* begin Extracted information *

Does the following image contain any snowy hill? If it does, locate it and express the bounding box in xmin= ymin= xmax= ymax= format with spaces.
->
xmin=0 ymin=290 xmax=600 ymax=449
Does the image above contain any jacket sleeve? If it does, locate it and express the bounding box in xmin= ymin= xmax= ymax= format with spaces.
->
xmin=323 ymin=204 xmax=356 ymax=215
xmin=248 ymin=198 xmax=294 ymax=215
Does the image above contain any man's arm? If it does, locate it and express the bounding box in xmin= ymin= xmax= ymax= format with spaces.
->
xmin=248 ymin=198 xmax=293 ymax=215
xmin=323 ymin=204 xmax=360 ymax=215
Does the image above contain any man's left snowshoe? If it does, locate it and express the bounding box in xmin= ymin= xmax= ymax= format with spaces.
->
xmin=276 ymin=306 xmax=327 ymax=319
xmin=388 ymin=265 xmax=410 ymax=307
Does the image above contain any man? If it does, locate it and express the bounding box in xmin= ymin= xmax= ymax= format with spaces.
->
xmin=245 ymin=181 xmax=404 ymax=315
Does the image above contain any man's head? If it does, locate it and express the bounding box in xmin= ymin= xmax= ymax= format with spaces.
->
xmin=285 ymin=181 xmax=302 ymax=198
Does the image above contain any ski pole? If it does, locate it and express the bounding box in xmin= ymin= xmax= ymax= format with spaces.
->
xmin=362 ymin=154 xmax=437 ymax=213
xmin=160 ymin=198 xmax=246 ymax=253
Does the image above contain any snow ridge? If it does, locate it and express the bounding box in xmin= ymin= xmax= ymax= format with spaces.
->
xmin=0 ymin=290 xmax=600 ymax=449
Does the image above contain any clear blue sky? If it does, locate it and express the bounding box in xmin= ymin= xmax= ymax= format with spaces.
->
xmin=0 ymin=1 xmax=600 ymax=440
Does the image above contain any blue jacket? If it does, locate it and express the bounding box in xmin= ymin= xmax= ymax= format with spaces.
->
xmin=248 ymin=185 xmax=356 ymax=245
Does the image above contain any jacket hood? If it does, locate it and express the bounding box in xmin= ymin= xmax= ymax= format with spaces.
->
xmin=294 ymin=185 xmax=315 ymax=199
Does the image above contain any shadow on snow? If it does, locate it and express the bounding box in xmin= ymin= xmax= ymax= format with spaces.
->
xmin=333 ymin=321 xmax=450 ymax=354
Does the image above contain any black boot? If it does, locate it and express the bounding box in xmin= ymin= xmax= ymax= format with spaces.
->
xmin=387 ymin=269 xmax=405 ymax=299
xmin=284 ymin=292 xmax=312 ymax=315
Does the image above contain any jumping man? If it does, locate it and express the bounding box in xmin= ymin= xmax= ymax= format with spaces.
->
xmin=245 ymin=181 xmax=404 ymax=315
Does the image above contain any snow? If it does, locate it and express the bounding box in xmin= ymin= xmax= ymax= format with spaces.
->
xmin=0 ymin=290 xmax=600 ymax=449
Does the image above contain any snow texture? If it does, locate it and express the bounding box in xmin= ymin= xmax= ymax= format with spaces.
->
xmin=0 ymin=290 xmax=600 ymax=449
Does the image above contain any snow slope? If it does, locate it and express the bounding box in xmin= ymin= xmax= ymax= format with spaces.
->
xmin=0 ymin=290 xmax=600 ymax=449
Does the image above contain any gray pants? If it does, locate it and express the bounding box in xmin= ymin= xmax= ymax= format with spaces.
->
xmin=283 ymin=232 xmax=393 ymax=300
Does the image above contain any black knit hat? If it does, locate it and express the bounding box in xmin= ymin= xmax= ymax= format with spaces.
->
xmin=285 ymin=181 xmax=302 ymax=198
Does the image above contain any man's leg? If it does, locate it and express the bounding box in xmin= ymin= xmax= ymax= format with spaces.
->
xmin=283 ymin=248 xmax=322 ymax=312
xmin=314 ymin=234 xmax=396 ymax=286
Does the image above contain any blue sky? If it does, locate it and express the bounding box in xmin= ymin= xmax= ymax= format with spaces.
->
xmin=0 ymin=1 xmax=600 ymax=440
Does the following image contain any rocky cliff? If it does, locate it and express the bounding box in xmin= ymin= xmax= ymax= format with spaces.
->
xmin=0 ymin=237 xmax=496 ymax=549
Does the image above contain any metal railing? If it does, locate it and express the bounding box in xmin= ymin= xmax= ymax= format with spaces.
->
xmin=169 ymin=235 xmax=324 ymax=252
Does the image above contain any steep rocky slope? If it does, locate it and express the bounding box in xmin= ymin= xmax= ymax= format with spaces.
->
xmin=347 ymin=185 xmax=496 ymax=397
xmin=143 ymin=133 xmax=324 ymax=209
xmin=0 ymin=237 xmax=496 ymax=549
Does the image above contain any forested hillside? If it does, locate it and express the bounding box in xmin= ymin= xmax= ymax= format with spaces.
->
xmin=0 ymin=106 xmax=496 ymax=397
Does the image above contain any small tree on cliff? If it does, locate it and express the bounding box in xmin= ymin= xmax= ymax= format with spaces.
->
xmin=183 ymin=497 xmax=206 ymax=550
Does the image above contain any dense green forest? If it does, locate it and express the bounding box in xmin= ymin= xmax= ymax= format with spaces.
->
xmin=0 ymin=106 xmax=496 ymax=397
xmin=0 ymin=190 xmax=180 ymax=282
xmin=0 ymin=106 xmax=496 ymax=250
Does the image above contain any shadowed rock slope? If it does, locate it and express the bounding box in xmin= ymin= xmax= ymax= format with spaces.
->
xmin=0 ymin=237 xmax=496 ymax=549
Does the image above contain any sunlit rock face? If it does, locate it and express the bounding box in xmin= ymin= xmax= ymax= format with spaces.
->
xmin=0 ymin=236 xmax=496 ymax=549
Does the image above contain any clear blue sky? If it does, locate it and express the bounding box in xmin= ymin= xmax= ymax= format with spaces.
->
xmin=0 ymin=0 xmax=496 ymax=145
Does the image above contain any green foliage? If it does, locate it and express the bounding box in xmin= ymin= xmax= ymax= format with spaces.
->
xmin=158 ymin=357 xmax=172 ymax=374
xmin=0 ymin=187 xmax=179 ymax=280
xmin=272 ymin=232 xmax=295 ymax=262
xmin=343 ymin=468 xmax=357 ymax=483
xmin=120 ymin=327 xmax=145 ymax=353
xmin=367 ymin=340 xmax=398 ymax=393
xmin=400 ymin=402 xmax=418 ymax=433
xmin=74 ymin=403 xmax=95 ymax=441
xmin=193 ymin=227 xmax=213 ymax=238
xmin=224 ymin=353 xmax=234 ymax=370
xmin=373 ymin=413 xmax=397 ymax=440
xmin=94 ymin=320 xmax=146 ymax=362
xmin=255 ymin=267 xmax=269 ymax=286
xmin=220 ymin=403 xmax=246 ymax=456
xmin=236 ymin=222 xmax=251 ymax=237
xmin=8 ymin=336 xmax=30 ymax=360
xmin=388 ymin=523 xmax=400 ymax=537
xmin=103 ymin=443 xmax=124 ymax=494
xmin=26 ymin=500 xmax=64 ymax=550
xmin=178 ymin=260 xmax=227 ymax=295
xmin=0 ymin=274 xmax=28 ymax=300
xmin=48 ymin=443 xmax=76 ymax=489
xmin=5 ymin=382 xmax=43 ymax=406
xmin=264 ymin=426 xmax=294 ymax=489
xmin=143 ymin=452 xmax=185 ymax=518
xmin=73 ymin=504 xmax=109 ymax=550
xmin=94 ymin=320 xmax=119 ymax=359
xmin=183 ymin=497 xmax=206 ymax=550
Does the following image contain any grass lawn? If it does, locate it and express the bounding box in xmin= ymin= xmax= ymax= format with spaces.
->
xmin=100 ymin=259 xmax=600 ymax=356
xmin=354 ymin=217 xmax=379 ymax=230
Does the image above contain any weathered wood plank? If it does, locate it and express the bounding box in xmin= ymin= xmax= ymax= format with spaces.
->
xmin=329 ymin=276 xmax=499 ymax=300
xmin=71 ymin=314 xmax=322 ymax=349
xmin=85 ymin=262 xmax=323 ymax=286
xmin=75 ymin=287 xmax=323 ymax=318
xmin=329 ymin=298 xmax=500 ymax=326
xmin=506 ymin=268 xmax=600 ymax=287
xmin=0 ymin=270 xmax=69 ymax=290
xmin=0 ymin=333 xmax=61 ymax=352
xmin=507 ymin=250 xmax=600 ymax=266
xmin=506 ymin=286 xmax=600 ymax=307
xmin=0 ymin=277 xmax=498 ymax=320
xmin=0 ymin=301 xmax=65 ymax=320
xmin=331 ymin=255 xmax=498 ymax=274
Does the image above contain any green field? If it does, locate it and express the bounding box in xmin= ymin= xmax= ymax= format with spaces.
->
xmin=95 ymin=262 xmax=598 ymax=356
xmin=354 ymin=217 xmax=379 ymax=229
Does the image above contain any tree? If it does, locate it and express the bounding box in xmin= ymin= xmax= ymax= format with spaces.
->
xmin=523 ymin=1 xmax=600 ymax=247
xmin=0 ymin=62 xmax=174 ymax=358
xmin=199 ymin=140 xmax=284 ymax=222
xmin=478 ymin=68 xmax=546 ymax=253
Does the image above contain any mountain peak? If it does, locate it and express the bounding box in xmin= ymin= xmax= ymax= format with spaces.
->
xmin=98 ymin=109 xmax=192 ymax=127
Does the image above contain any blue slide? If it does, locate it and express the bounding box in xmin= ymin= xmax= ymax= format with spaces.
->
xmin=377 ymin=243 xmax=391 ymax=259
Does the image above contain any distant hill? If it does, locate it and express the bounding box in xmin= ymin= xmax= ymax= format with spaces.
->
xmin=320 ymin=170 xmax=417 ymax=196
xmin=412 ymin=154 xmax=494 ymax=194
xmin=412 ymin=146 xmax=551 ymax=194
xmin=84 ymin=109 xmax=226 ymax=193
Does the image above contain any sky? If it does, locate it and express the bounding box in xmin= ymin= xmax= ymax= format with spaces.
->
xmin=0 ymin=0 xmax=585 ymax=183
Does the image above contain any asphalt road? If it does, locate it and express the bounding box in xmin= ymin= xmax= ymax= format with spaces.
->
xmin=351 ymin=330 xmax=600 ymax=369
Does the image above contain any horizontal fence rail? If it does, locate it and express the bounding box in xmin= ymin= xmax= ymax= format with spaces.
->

* end Extracted information *

◆ **Written instruction**:
Copy out the part of the material that opens with the line containing "Does the image above contain any blue jacket?" and closes with the line containing "xmin=283 ymin=232 xmax=393 ymax=300", reproducing those lines exactly.

◆ **Exercise solution**:
Does the image above contain any blue jacket? If it does, locate it and express the bounding box in xmin= ymin= xmax= ymax= format with spaces.
->
xmin=248 ymin=185 xmax=356 ymax=245
Does the image above contain any jacket hood? If it does, locate it and express the bounding box in xmin= ymin= xmax= ymax= format with spaces.
->
xmin=294 ymin=185 xmax=315 ymax=199
Does the image above contain any shadow on snow? If it does, locate it and express the bounding box in xmin= ymin= xmax= ymax= format with spaces.
->
xmin=333 ymin=321 xmax=450 ymax=354
Does the image above contain any black boot? If it does, locate it and express the bounding box in xmin= ymin= xmax= ymax= format with spaces.
->
xmin=387 ymin=269 xmax=405 ymax=299
xmin=284 ymin=292 xmax=312 ymax=315
Does the image above contain any jumping man? If it does, locate it and express the bounding box in xmin= ymin= xmax= ymax= format with spaces.
->
xmin=245 ymin=181 xmax=404 ymax=315
Does the image above contain any snow? If it does, locate it and express the bounding box in xmin= ymin= xmax= ymax= format with spaces.
->
xmin=0 ymin=290 xmax=600 ymax=449
Does the image above contain any snow texture? If it does, locate it and express the bounding box in xmin= ymin= xmax= ymax= format with spaces.
->
xmin=0 ymin=290 xmax=600 ymax=449
Does the image above contain any snow slope? If it does, locate it and express the bounding box in xmin= ymin= xmax= ymax= format with spaces.
->
xmin=0 ymin=290 xmax=600 ymax=449
Does the image above contain any gray pants? If it does, locate it and express the bounding box in xmin= ymin= xmax= ymax= format with spaces.
->
xmin=283 ymin=232 xmax=393 ymax=300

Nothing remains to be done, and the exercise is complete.